[DATA RECORDS Boundary: Start]
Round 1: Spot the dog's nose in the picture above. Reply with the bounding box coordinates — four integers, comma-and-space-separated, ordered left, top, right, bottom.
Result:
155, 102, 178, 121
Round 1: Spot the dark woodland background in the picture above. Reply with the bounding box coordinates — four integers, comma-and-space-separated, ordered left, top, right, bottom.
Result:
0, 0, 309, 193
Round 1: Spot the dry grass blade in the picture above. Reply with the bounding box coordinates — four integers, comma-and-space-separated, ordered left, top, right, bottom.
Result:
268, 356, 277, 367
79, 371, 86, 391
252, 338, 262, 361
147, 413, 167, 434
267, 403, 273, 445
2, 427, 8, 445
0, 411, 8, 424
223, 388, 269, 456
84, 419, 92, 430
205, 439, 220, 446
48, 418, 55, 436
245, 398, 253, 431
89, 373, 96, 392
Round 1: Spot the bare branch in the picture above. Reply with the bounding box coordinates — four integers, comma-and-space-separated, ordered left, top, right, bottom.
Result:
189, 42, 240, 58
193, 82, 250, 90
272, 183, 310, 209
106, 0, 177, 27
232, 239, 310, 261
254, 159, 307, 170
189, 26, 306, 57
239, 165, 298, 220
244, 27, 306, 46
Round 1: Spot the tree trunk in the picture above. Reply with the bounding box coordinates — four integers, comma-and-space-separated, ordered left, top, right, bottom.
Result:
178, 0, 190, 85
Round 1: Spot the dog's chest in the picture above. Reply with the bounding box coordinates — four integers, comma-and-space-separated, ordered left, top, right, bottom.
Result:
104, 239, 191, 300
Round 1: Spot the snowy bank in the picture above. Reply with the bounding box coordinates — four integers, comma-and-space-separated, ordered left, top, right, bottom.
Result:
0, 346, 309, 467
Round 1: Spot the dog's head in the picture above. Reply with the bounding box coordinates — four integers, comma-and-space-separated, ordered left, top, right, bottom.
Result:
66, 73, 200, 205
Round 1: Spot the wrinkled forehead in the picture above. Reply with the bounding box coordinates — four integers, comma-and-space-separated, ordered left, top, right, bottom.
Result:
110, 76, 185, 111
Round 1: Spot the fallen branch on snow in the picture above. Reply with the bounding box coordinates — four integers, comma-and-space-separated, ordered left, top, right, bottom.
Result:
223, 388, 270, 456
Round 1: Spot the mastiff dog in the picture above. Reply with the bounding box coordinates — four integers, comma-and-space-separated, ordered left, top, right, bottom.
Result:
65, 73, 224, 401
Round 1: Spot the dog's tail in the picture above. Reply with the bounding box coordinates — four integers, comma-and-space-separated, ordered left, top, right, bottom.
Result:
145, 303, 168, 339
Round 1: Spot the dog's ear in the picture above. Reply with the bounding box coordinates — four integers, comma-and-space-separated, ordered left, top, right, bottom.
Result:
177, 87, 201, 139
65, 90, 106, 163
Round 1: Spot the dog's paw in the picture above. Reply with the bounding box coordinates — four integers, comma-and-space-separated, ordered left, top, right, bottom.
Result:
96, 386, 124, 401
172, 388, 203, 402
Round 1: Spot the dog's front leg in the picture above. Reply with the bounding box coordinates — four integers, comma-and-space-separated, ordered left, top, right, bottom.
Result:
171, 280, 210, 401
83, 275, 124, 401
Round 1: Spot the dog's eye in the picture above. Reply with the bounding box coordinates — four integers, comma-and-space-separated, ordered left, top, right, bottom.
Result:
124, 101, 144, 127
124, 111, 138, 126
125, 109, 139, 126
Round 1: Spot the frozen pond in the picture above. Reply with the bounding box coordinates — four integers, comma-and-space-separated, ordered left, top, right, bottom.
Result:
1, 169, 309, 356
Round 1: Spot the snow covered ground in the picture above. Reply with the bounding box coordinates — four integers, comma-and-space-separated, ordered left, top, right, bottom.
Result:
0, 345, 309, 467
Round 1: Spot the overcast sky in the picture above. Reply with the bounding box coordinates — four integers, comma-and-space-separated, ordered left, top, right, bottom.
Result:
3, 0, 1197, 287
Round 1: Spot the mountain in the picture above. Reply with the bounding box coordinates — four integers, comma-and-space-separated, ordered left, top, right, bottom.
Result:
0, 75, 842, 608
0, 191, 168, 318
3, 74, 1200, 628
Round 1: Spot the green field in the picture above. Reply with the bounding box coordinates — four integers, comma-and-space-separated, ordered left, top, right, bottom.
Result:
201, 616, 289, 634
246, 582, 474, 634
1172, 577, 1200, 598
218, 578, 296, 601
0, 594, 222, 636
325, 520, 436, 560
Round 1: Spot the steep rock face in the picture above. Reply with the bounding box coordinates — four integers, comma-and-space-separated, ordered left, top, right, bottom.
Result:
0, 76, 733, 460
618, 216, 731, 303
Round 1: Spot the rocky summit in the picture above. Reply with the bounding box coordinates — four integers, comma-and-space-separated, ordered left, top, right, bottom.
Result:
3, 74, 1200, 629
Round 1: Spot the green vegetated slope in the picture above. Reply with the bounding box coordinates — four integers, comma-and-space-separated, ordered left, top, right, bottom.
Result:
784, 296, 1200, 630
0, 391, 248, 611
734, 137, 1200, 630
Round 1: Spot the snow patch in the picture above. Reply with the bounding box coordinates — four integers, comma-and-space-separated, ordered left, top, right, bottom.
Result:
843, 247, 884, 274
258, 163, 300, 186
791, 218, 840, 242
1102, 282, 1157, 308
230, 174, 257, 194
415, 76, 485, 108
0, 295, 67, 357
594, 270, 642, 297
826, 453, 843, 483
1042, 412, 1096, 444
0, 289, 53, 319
[DATA RECORDS Boundary: End]
Word for word, return each of the entries.

ANSWER TO THIS TASK:
Round 1: Spot the dog's nose in the picture above. Reply with the bounding box coordinates — four integers, comma-and-space-separated, ordered left, top, right, bottom.
Result:
155, 102, 178, 121
Round 1: Spot the dark woodland background in the picture above. Reply with the bounding box coordinates — four integers, comma-and-space-separated, ordered left, top, right, bottom.
Result:
0, 0, 309, 193
Round 1: Spot the dry grass blade in the picture above. Reply with the bounding box coordinates — four integers, comma-and-space-separated, ordered left, top, right, bottom.
Result:
268, 356, 277, 367
79, 371, 86, 391
252, 338, 262, 361
147, 413, 167, 434
267, 403, 273, 445
2, 427, 8, 445
0, 411, 8, 424
223, 388, 269, 456
84, 419, 92, 430
205, 439, 220, 446
48, 418, 55, 436
245, 398, 253, 431
89, 373, 96, 392
Round 1: Spot the bare branch in the picture above. Reply with the bounding box coordinates — four integers, comma-and-space-separated, ordered left, top, right, bottom.
Result:
189, 42, 240, 58
193, 82, 250, 90
272, 183, 310, 209
106, 0, 177, 27
232, 239, 310, 261
254, 159, 307, 170
189, 26, 306, 57
239, 165, 298, 220
244, 27, 306, 46
Round 1: Spot the tree trunk in the picture above. Reply with the bounding box coordinates — four integers, comma-and-space-separated, ordered left, top, right, bottom.
Result:
178, 0, 190, 85
Round 1: Spot the dog's chest in the picture above. Reply with the bounding box coordinates — four integers, comma-and-space-separated, ordered left, top, right, bottom.
Result:
104, 239, 191, 300
Round 1: Spot the snowy bank in the picture above. Reply with the bounding box coordinates — four integers, comma-and-space-separated, ordered left, top, right, bottom.
Result:
0, 346, 309, 467
Round 1: Spot the dog's head in the picture above. Reply with the bounding box coordinates — four integers, comma-and-space-separated, ordered left, top, right, bottom.
Result:
66, 73, 200, 205
Round 1: Spot the wrinkled forehead in the picture above. Reply with the bounding box coordinates — four integers, comma-and-space-separated, ordered left, top, right, bottom.
Result:
110, 76, 185, 111
Round 1: Spot the fallen branch on snow in the picture above. Reply with the bounding box coordinates — four integers, comma-and-space-separated, ordered left, top, right, bottom.
Result:
223, 388, 270, 456
Round 1: Spot the mastiff dog in the picture above. Reply with the bounding box coordinates — four integers, comma-and-space-separated, ordered left, top, right, bottom.
Result:
65, 73, 224, 401
Round 1: Spot the dog's tail in the picture above. Reply with the bounding box coordinates — four integers, comma-and-space-separated, ordered left, top, right, bottom.
Result:
145, 303, 168, 339
Round 1: Spot the dog's ear in the picture above. Reply with the bounding box coordinates — four integers, comma-and-space-separated, ordered left, top, right, bottom.
Result:
177, 87, 201, 139
65, 90, 106, 163
Round 1: Spot the dog's paw in the picture above. Reply with the bounding box coordinates — four integers, comma-and-space-separated, ordered left, top, right, bottom.
Result:
96, 386, 124, 401
172, 388, 203, 402
Round 1: Spot the dog's front leg in the picture above. Reply with the bounding box coordinates — four integers, comma-and-space-separated, ordered left, top, right, bottom.
Result:
171, 280, 210, 401
83, 275, 124, 401
Round 1: Spot the dog's eye in the picture above. Reply with the bounding box coordinates — four integers, comma-and-space-separated, ordered left, top, right, bottom.
Result:
124, 101, 144, 127
124, 111, 138, 126
125, 109, 139, 126
Round 1: Spot the frozen pond in the picture above. Reply with the bounding box coordinates — four integers, comma-and-space-separated, ordered left, top, right, bottom.
Result:
1, 169, 309, 356
Round 1: Spot the snow covered ground in the picture above. Reply with the bounding box coordinates — four integers, comma-and-space-separated, ordered left, top, right, bottom.
Result:
0, 345, 309, 467
Round 1: Spot the overcast sky in the picture above. Reply with the bounding box coordinates — four integers, comma-and-space-separated, ordered left, top, right, bottom.
Result:
3, 0, 1197, 287
Round 1: Spot the mountain in the picture above. Reply with the bounding box coordinates — four integers, comma-and-space-separated, ordered left, top, right, bottom.
Result:
0, 75, 842, 608
0, 191, 168, 318
3, 74, 1200, 628
Round 1: Spot the green field in the picture above. Reply with the bounding box coordinates — four integers, comma-and-space-separated, ordered left, top, right, bottom.
Result:
201, 616, 289, 634
246, 582, 474, 634
1172, 577, 1200, 598
218, 578, 296, 601
0, 594, 222, 636
325, 520, 436, 560
Round 1: Spot the steep rock face in the picture above. Reply with the bounding box coordinates — four integers, comma-and-space-separated, ordered left, top, right, bottom.
Result:
0, 76, 733, 460
618, 216, 731, 303
Round 1: Spot the rocky summit in the picture above. Reply with the bounding box coordinates — four integers, comma-and-space-separated, ordered left, top, right, bottom.
Result:
3, 74, 1200, 629
Round 1: Spot the green vegetated slope in the picture above. Reply with the bounding box coordinates — four integers, comma-and-space-separated, ordered left, top, right, bottom.
Result:
784, 296, 1200, 630
0, 391, 248, 611
734, 137, 1200, 630
Round 1: Spot the snow patch in the picture above. Reply with the bounding box coordinates — four integers, comma-and-space-separated, ordered left, top, right, bottom.
Result:
843, 247, 884, 274
258, 163, 300, 186
791, 218, 840, 242
1102, 282, 1157, 308
230, 174, 257, 194
415, 76, 485, 108
0, 295, 67, 357
594, 270, 642, 297
826, 453, 843, 483
1042, 412, 1096, 444
0, 289, 53, 319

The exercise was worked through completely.